:: Aim ::
Copy out every line of the records that contains the word "green".

Region annotation entries
──────────
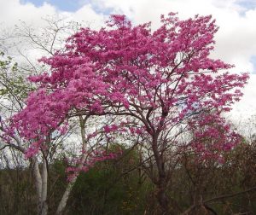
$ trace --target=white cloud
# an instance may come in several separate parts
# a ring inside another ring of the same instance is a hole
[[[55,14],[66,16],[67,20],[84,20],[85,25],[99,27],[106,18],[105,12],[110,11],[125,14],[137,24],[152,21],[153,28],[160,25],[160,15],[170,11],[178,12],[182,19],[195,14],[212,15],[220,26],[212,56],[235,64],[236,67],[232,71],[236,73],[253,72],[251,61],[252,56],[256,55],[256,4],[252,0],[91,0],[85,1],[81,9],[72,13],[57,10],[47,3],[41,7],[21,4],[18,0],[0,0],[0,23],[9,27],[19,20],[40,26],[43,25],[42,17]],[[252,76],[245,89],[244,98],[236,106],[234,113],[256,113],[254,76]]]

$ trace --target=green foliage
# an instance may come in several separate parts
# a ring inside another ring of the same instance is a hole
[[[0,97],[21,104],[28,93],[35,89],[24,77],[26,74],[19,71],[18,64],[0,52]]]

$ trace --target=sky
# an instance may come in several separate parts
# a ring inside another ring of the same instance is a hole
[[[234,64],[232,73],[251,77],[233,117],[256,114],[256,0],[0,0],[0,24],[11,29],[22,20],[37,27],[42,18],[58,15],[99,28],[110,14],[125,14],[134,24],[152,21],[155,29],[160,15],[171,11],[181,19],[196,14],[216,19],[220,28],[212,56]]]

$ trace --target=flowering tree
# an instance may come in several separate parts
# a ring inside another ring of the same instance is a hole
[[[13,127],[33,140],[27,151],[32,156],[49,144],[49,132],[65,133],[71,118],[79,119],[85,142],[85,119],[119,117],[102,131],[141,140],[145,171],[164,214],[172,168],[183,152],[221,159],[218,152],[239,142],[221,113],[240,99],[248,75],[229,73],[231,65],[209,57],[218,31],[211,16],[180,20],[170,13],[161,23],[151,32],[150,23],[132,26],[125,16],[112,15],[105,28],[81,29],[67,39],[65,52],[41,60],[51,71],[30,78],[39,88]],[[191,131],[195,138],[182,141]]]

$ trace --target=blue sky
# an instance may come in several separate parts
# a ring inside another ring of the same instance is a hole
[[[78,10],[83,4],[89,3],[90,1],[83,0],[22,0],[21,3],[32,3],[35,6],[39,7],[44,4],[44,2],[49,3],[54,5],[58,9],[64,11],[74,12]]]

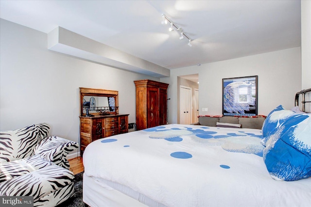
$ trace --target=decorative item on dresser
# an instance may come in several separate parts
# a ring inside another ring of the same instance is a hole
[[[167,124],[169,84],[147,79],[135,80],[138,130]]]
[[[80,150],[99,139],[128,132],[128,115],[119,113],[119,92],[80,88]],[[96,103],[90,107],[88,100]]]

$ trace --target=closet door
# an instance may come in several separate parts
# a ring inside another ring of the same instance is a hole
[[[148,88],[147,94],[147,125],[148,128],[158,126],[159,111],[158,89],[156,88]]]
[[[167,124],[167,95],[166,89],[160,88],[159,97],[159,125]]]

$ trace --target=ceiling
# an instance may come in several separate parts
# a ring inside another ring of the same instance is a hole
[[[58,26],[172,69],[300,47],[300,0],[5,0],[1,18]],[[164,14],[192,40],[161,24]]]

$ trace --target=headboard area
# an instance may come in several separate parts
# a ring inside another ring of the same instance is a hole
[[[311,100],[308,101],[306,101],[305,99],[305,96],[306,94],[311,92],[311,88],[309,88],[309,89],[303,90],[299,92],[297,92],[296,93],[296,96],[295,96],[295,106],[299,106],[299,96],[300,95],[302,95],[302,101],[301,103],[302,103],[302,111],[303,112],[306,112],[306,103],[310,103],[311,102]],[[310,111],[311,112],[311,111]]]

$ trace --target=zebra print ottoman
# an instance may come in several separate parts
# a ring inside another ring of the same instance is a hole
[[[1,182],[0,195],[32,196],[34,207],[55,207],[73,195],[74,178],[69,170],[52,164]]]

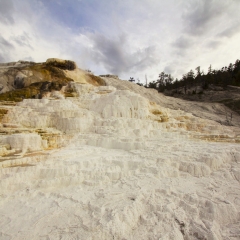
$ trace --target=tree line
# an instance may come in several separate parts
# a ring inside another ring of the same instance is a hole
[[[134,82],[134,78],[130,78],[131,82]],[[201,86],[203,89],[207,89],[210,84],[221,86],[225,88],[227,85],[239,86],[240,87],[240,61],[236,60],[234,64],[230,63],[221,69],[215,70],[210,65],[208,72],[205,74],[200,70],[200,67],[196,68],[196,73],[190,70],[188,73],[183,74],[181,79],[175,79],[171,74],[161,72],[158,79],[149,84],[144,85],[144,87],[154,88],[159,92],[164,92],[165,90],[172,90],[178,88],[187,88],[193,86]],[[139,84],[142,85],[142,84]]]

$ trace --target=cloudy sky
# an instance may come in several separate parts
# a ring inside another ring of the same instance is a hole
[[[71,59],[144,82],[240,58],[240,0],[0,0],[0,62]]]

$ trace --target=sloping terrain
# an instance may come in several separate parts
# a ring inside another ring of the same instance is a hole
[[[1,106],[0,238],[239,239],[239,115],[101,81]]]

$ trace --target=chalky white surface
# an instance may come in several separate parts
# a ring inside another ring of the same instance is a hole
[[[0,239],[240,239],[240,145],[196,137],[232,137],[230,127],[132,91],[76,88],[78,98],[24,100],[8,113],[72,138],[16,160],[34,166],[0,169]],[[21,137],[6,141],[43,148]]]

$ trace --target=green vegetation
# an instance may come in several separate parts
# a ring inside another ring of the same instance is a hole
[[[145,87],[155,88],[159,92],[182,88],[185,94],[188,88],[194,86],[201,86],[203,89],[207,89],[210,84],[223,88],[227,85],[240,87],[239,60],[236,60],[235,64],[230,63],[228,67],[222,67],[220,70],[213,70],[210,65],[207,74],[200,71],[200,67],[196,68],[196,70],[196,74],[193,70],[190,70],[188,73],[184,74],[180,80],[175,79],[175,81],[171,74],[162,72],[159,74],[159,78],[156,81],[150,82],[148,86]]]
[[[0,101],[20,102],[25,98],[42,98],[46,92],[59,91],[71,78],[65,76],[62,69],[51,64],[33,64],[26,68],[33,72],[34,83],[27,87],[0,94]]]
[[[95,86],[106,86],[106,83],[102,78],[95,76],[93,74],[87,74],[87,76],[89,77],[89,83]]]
──────────
:: Response to this task ::
$ trace --target=green foliage
$ trace --target=green vegetation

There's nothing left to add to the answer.